From the entries below, copy each line in which the word "hair" occurs.

# INFORMATION
★ ★ ★ ★ ★

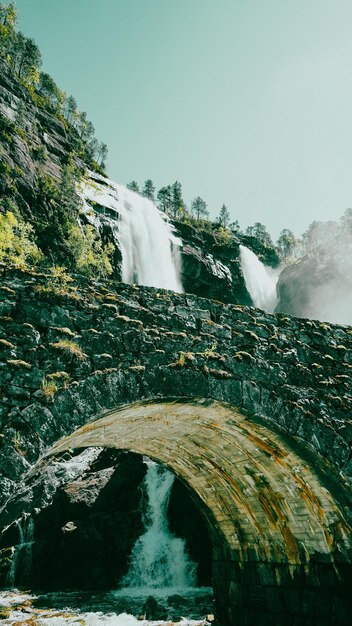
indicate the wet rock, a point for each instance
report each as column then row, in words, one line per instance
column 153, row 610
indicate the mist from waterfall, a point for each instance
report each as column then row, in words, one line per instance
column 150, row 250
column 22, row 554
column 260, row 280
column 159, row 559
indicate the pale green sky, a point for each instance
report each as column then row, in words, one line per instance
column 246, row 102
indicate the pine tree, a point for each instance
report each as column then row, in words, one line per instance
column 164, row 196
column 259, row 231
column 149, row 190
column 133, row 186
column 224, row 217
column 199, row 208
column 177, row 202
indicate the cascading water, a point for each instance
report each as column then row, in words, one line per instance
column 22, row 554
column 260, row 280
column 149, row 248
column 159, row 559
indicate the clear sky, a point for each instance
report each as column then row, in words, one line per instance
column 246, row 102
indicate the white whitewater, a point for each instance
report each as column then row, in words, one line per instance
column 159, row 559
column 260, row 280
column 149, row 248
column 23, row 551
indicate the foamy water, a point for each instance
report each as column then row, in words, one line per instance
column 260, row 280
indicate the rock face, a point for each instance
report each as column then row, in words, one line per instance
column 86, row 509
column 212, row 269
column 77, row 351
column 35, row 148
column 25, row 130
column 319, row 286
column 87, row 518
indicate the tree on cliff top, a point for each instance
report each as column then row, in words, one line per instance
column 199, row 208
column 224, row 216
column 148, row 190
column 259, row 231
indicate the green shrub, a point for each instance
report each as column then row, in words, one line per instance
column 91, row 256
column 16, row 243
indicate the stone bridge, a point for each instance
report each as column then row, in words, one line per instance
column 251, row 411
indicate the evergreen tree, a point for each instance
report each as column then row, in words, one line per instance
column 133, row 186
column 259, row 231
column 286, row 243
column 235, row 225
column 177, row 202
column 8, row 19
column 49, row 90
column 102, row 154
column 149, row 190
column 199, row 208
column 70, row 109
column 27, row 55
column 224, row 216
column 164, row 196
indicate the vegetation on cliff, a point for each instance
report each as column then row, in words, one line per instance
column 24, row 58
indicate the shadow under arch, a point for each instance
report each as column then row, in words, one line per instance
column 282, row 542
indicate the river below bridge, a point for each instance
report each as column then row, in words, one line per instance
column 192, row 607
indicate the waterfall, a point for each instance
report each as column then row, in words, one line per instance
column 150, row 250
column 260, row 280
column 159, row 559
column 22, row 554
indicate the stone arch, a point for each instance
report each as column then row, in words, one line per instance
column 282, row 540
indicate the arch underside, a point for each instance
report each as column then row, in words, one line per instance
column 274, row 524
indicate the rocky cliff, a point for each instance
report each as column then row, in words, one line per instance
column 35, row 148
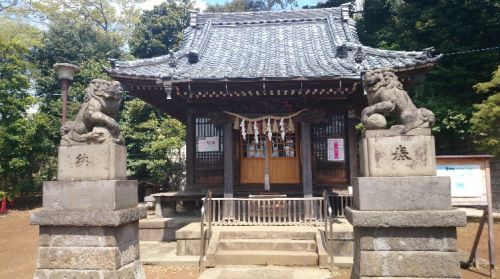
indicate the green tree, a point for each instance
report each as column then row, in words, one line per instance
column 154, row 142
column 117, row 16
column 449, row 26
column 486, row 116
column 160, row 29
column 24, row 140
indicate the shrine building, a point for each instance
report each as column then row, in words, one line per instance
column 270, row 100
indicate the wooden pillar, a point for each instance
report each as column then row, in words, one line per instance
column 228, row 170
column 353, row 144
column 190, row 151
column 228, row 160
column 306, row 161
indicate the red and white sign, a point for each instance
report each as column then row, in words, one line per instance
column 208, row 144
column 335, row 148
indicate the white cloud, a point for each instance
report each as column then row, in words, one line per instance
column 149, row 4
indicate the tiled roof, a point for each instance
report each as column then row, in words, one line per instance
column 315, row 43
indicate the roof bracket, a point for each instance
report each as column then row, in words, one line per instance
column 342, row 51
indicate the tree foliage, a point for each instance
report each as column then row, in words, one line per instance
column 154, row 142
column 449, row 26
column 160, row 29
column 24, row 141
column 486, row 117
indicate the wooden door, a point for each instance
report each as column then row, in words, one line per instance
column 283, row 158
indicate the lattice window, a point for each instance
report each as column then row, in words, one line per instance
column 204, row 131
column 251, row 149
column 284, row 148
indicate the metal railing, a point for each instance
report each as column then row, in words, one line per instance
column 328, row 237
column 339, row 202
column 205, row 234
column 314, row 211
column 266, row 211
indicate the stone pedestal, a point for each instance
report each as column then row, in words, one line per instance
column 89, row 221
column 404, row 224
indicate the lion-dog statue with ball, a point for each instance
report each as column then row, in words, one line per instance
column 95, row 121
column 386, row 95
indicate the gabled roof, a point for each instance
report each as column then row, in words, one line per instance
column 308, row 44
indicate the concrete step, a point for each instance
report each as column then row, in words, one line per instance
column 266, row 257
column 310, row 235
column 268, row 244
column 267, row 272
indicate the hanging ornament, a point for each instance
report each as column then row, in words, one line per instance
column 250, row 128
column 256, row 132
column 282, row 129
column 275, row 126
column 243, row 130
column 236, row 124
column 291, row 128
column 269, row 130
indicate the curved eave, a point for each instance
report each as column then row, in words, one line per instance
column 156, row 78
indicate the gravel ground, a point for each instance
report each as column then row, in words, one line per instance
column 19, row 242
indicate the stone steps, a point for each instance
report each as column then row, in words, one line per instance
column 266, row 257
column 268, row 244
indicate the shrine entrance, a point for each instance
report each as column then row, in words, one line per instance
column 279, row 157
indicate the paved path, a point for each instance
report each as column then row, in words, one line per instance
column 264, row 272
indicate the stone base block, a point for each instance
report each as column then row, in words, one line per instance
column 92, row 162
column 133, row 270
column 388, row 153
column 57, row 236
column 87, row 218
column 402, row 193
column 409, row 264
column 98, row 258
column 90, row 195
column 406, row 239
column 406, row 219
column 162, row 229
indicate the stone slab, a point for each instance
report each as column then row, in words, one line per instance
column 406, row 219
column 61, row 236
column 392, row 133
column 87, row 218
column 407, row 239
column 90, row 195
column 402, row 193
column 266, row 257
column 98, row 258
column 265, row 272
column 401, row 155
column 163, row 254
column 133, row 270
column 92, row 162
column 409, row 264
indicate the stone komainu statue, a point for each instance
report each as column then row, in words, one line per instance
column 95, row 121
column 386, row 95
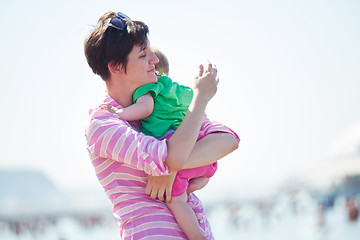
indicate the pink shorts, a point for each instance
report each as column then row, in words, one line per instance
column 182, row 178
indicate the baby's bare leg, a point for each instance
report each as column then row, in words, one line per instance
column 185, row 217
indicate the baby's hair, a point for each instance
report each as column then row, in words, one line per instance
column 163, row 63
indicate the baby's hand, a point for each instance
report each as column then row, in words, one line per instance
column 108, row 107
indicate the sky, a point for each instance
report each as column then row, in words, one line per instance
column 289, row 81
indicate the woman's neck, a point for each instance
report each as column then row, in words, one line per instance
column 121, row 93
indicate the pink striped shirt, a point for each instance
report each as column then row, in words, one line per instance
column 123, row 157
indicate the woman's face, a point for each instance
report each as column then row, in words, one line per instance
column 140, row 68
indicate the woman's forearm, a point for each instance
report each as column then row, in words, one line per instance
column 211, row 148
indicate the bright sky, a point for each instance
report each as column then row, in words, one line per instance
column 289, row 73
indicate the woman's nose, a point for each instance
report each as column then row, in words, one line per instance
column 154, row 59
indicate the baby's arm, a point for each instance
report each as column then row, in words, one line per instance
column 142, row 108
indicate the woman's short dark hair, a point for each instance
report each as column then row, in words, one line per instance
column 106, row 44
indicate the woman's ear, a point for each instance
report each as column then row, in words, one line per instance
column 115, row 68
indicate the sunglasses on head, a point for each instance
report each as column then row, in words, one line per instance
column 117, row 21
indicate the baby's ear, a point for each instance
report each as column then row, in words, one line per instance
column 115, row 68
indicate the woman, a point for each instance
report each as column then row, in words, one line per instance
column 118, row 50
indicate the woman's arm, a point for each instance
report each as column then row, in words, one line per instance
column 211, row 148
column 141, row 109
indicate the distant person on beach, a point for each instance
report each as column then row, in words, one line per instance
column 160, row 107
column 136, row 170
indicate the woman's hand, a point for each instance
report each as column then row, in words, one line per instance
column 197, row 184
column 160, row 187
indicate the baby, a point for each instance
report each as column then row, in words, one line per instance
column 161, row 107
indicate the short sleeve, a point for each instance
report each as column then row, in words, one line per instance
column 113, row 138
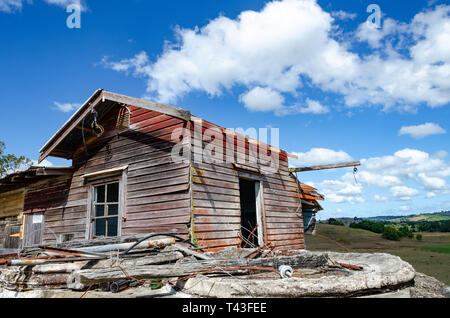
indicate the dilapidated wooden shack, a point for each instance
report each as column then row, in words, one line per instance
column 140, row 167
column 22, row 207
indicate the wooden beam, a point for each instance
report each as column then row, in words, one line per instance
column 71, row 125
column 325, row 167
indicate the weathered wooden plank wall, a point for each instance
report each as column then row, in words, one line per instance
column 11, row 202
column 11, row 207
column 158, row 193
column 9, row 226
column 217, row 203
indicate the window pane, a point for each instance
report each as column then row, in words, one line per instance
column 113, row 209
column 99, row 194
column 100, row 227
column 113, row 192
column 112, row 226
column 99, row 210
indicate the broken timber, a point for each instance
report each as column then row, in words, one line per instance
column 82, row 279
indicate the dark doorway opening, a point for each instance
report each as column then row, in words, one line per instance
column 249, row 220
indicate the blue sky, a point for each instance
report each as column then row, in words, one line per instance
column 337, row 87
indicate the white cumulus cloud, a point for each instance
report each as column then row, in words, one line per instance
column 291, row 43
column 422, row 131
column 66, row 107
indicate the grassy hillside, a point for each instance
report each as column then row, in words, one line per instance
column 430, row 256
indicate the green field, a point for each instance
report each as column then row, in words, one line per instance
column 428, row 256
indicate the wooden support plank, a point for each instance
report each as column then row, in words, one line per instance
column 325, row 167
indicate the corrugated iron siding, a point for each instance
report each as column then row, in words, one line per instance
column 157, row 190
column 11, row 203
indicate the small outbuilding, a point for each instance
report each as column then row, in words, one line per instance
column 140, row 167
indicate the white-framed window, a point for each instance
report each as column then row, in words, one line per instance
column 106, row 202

★ ★ ★ ★ ★

# RESULT OF THIS TASK
indicate the baby's hair, a point for each instance
indicate the woman's short dark hair, a point for each instance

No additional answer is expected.